WRITTEN PROBLEM – In the dance recital post below, rewrite the passage that begins at the words "Three of my" and stops after "and less possible.", replacing "recital" with "performance" each time it appears.

SUPPLIED TEXT –
Three of my kids and I (yes, I, too) were in a dance recital this last Saturday. With my fancy new Galaxy S22Ultra, I recorded the whole thing in 4k on a tripod and told a few people that I was planning on sharing it on the studio’s Facebook page. Unfortunately that’s seeming less and less possible.
Last year, after livestreaming the recital when it was at a smaller theater, I learned that Facebook is aggressive and will just mute your stream if it detects any copyrighted material. I’ve shared several things to YouTube, though, and only received demonitization strikes (as if I’m actually making any money on these things), so I figured that’d be a better route this year.
After several hours of editing and encoding the 2 hour recital, I was ready to upload to YouTube. a 45-gig source file was no trouble for my municipal fiber connection, and it uploaded in just a few minutes. But then the strikes started rolling in.
First the typical “demonitization” strikes. Oh, no! The 10-20 views this video will ever see won’t earn me any fractions of pennies. But then I was notified that the video would be blocked in some countries. After checking, I discovered that no Russians could see the recital, which seems to be a restriction I can live with. But then came the heavy hammer. 7 of the strikes caused the entire video to be blocked throughout all of YouTube.

DATASET EXCERPT –
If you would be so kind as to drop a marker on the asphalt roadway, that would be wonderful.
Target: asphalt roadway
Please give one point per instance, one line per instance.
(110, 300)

CORRECT RESULT –
Three of my kids and I (yes, I, too) were in a dance performance this last Saturday. With my fancy new Galaxy S22Ultra, I recorded the whole thing in 4k on a tripod and told a few people that I was planning on sharing it on the studio’s Facebook page. Unfortunately that’s seeming less and less possible.